[Stated problem 1] In the records, lay out each line as a Markdown table with the columns Row and Line, starting at the line that contains "Task: a point for each instance of the shark" and ending at the line that contains "pixel 270 52". Include only those lines and skip any blank ones.

[Excerpt to read]
■ ■ ■ ■ ■ ■ ■
Twentieth Century is a 1932 play by Ben Hecht and Charles MacArthur based on the unproduced play Napoleon of Broadway by Charles B. Millholland, inspired by his experience working for the eccentric Broadway impresario David Belasco.

Synopsis
The Hecht-MacArthur comedy is set in the observation car of the 20th Century Limited, travelling from Chicago to New York's Grand Central Terminal. Aboard the luxury train are egomaniacal theatre producer Oscar Jaffe, desperately in need of a hit, and his former paramour and protégé, temperamental actress Lily Garland (born Mildred Plotka), who abandoned him for a Hollywood career. Oscar is determined to sign her for his new show, and Lily is just as determined to ignore his advances, both professional and personal.
■ ■ ■ ■ ■ ■ ■
[Material for the task]
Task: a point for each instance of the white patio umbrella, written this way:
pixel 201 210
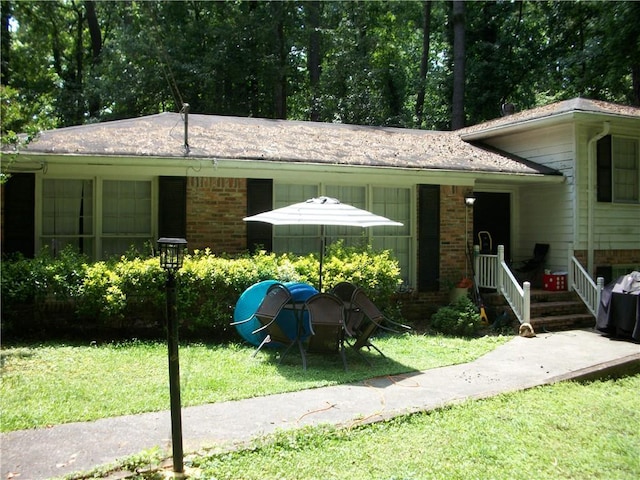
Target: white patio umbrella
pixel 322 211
■ ■ ■ ■ ■ ■ ■
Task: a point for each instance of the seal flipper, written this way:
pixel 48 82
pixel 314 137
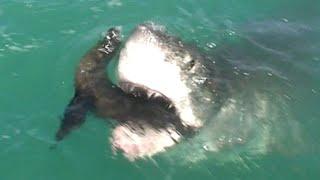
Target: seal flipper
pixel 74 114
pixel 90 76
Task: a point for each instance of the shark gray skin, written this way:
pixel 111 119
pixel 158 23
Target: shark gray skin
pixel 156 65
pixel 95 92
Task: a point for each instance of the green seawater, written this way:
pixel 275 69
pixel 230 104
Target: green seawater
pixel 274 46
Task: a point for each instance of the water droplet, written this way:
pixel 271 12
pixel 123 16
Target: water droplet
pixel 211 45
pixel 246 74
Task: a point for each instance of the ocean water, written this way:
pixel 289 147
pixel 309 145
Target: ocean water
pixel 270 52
■ ■ ■ ■ ■ ■ ■
[Stated problem 2] Rewrite the Twentieth Century passage starting at "Twentieth Century is" and ending at "professional and personal.", swapping "observation car" for "dining car".

[Full response 1]
| Row | Line |
|---|---|
| 1 | Task: a point for each instance of the shark gray skin, written this way: |
| 2 | pixel 111 119 |
| 3 | pixel 158 23 |
| 4 | Target: shark gray skin |
| 5 | pixel 156 65 |
| 6 | pixel 95 92 |
| 7 | Task: a point for each instance of the green seawater, written this way: |
| 8 | pixel 275 69 |
| 9 | pixel 230 104 |
| 10 | Target: green seawater |
| 11 | pixel 274 46 |
| 12 | Task: a point for each instance of the water droplet, written this way: |
| 13 | pixel 271 12 |
| 14 | pixel 123 16 |
| 15 | Target: water droplet |
| 16 | pixel 211 45 |
| 17 | pixel 246 74 |
| 18 | Task: a point for each instance of the ocean water, written this way: |
| 19 | pixel 289 147 |
| 20 | pixel 309 145 |
| 21 | Target: ocean water |
| 22 | pixel 270 52 |

[Full response 2]
Twentieth Century is a 1932 play by Ben Hecht and Charles MacArthur based on the unproduced play Napoleon of Broadway by Charles B. Millholland, inspired by his experience working for the eccentric Broadway impresario David Belasco.

Synopsis
The Hecht-MacArthur comedy is set in the dining car of the 20th Century Limited, travelling from Chicago to New York's Grand Central Terminal. Aboard the luxury train are egomaniacal theatre producer Oscar Jaffe, desperately in need of a hit, and his former paramour and protégé, temperamental actress Lily Garland (born Mildred Plotka), who abandoned him for a Hollywood career. Oscar is determined to sign her for his new show, and Lily is just as determined to ignore his advances, both professional and personal.